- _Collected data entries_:
════════

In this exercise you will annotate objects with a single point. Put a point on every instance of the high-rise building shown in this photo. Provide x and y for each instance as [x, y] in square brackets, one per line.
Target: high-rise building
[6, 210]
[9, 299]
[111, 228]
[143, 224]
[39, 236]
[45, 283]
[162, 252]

════════

- _Task instructions_: Line by line, retype all of the records exactly.

- _Response_:
In this exercise you will annotate objects with a single point. Put a point on every instance of the high-rise building shown in this photo. Provide x and y for each instance as [x, y] in square brackets, one per line.
Target: high-rise building
[6, 210]
[9, 299]
[111, 228]
[143, 224]
[39, 236]
[45, 283]
[162, 252]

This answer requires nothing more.